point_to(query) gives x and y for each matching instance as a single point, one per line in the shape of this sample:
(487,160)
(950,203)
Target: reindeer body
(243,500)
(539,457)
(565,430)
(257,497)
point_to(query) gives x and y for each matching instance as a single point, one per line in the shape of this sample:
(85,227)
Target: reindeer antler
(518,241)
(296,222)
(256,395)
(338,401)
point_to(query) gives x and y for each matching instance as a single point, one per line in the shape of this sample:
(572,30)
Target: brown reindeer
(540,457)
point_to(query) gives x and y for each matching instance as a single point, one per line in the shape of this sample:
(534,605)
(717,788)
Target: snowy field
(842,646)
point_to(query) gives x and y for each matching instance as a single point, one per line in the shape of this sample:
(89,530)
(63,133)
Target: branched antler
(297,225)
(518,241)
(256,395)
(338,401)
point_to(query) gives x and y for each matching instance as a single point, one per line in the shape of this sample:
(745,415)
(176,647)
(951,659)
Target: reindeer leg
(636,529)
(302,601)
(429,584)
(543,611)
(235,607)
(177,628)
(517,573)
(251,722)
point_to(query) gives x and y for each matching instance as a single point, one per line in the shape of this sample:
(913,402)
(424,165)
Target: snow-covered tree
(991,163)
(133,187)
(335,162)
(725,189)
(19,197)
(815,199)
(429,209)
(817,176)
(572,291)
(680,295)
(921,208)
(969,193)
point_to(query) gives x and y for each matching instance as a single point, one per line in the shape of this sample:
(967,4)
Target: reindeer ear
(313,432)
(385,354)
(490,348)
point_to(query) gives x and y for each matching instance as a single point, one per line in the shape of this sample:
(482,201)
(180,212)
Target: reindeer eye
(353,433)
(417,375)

## Description of the task:
Each line above is to be copied exactly as written.

## Written solution:
point_to(query) gives x and y for each matching instance as a single point, one per line in the shape of this sample:
(487,160)
(950,203)
Target: reindeer body
(243,500)
(539,457)
(565,430)
(257,497)
point_to(query) gives x and y for each matching instance as a single point, one per line in the shape of this sample:
(85,227)
Target: reindeer antler
(518,241)
(296,222)
(256,395)
(338,401)
point_to(query) gives x and y for each matching instance as a single point, one per line in the shape of this sample:
(572,30)
Target: brown reindeer
(540,457)
point_to(query) gives x and y for each matching instance as a single point, one per line in the shape of this sample:
(534,605)
(717,788)
Target: snowy field
(842,646)
point_to(query) gives x and y for each matching instance as a single point, one per line in the shape of this sample:
(89,530)
(63,133)
Target: branched antler
(297,225)
(518,241)
(256,395)
(338,401)
point_to(query) gives x and y for each matching instance as a single point, one per line in the shape of this sample:
(745,415)
(176,647)
(951,659)
Target: reindeer leg
(636,529)
(302,601)
(429,584)
(543,611)
(235,607)
(177,628)
(517,573)
(251,722)
point_to(query) gives x and y for each matching instance as a single point, one per line in the shape of this sample:
(913,402)
(424,165)
Target: snow-covered tree
(991,163)
(133,187)
(335,162)
(725,189)
(19,197)
(815,199)
(429,209)
(817,176)
(572,291)
(680,295)
(921,208)
(969,193)
point_to(query) gives x and y for each matching instance as a single point, one per line in the shape of this sample:
(967,4)
Target: reindeer ear
(313,432)
(385,354)
(490,348)
point_to(query) gives x and y for each matching instance as a single point, one per line in the shape of this sample:
(482,201)
(180,212)
Target: reindeer eye
(353,433)
(417,375)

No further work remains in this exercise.